# DESCRIPTION OF THE TASK:
Reproduce the entries. Each one must match the original exactly.

# PROVIDED RECORDS:
☆ ☆ ☆ ☆ ☆
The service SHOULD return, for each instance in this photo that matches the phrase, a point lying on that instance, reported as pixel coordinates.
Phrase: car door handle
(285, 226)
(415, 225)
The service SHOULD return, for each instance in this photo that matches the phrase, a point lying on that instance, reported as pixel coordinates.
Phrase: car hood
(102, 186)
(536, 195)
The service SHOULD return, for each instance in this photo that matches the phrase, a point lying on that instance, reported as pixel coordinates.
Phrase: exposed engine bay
☆ ☆ ☆ ☆ ☆
# FINAL ANSWER:
The service SHOULD return, for each instance in this photo that matches the phrase, a point lying on that instance, reported as pixel coordinates.
Phrase: car door handle
(285, 226)
(415, 225)
The service SHOULD return, for each instance in this photo that matches the phrase, a point lying on that instance, reported as pixel coordinates.
Phrase: car hood
(102, 186)
(536, 195)
The service SHOULD return, for each instance in this photo that matches the phrase, a point lying on that instance, reported as pixel coordinates.
Phrase: exposed engine bay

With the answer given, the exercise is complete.